====== Available data

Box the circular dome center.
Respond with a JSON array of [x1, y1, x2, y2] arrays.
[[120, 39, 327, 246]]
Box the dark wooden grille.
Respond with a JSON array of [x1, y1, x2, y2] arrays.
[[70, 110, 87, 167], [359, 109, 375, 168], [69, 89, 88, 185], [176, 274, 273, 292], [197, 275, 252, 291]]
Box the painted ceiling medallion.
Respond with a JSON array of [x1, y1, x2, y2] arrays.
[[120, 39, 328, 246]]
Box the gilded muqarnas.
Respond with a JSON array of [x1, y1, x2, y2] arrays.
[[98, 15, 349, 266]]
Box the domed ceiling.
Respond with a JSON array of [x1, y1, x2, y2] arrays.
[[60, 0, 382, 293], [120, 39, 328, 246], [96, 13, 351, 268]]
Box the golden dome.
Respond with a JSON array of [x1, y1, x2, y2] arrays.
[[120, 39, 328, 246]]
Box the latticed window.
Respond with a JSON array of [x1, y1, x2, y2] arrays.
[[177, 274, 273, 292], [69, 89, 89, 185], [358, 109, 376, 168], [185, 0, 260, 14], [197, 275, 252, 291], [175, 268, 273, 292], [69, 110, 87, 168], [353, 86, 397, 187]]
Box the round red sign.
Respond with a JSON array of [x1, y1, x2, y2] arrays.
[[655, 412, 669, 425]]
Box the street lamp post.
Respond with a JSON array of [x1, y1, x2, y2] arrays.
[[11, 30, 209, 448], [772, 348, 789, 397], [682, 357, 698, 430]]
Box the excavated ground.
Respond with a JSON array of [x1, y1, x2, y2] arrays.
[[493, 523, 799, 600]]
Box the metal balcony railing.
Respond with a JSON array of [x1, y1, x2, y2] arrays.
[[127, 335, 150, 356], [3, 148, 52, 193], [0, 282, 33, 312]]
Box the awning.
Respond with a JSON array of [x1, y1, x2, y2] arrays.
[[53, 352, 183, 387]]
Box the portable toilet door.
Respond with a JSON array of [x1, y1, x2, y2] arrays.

============

* What is required *
Print exactly the line containing "Box the portable toilet door." and every line after it through the end of the records above, and nothing else.

* Exercise output *
Box the portable toilet door.
Respond with a JSON array of [x1, y1, x2, y2] arrays.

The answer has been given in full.